Le démantèlement des réformes entre 2000-2019 a causé des dommages macroéconomiques et structurels à long terme. Après son élection en 1999, le président Bouteflika avait fait préparer une seconde génération de mesures macroéconomiques et structurelles qu’il a abandonnée très rapidement à partir de 2001 pour des raisons politiques et électorales, avant d’entamer un démantèlement systématique des réformes des années 1990, revenant à un modèle étatique fondé sur une redistribution expansive de la rente pétrolière. 

Cette approche passéiste avait été articulée autour d’un mix macroéconomique expansionniste (politique budgétaire procyclique, conditions monétaires accommodantes et laxistes, taux de change surévalué en dépit de réserves de change abondantes) et des mesures structurelles restrictives en faveur d’un contrôle renforcé de l’Etat (remise en place de toutes les rigidités structurelles éliminées par le programme de réformes de 1994-1998).

Le contre-choc pétrolier de 2014 allait de nouveau montrer l’absence de vision des autorités de l’époque qui avaient opté pour le financement du choc (avec un recours aux marges budgétaires disponibles et au financement monétaire direct) au lieu et place d’un plan d’ajustement global et cohérent, ce qui a aggrave les dégâts structurels à l’économie nationale qui mettra des années à se relever vu le contexte difficile et complexe sur les plans domestique et international.

Exercice court
Relevez, dans l'extrait sur le démantèlement des réformes, chacune des composantes du mix macroéconomique expansionniste indiquées entre parenthèses. Appuyez-vous uniquement sur l'extrait.

Données fournies

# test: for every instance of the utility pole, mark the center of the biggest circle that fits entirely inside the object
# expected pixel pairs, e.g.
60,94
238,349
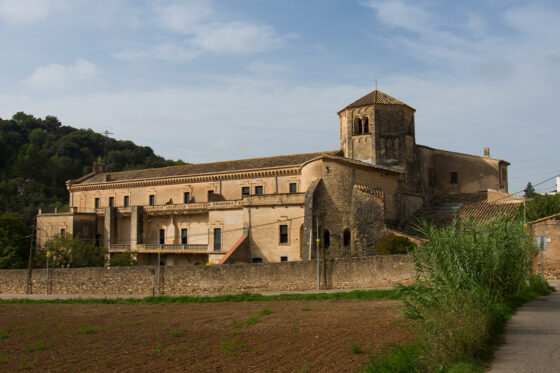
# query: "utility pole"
29,282
106,134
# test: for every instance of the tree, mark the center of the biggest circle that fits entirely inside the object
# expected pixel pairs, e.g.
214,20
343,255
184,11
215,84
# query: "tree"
125,259
72,252
391,244
541,206
14,241
529,190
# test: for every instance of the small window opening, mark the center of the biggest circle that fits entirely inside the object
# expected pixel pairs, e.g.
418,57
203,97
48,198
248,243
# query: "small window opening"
357,126
346,237
217,239
454,177
293,188
283,234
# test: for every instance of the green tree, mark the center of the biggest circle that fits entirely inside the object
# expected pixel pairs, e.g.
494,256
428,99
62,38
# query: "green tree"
540,206
14,241
391,244
125,259
72,252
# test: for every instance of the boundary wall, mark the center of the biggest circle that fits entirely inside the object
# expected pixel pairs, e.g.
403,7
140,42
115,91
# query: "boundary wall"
346,273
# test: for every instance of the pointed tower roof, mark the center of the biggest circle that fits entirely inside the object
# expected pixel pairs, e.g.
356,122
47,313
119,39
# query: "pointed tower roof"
375,97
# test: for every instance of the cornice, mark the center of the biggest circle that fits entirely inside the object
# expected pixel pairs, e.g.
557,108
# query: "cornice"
172,180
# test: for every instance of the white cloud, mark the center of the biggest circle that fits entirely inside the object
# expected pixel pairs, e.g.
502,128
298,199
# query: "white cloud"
26,11
56,77
197,28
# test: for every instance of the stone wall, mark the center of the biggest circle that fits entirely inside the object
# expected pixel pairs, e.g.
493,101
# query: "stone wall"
347,273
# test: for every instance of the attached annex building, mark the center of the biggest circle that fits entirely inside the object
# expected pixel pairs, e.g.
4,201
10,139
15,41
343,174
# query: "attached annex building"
273,209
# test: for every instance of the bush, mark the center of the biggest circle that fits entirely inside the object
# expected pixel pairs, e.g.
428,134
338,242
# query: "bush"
391,244
125,259
464,273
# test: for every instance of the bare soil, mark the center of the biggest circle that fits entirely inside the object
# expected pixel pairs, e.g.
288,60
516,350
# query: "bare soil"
269,336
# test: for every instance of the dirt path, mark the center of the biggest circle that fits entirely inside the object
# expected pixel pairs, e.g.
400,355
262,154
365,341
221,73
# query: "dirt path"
271,336
532,338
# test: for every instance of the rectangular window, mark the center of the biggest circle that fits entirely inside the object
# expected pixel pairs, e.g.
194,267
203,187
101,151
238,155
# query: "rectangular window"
162,236
454,177
283,234
293,188
432,176
217,239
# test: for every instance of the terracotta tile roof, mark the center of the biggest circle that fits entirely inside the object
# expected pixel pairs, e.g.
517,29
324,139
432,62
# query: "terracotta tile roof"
207,168
375,97
442,212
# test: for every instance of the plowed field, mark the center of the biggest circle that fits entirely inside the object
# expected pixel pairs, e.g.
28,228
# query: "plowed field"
267,336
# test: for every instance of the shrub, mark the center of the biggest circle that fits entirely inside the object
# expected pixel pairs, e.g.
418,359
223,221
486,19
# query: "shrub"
464,273
125,259
391,244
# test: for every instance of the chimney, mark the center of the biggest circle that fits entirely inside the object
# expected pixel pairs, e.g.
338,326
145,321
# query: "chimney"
98,167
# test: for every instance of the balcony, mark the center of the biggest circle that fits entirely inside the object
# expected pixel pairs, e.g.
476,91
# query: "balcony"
165,249
172,248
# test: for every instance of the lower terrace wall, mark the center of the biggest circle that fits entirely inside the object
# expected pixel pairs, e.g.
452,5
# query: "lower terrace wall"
346,273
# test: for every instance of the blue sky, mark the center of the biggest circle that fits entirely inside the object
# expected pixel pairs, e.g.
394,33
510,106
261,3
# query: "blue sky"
217,80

Réponse rédigée
- politique budgétaire procyclique
- conditions monétaires accommodantes et laxistes
- taux de change surévalué en dépit de réserves de change abondantes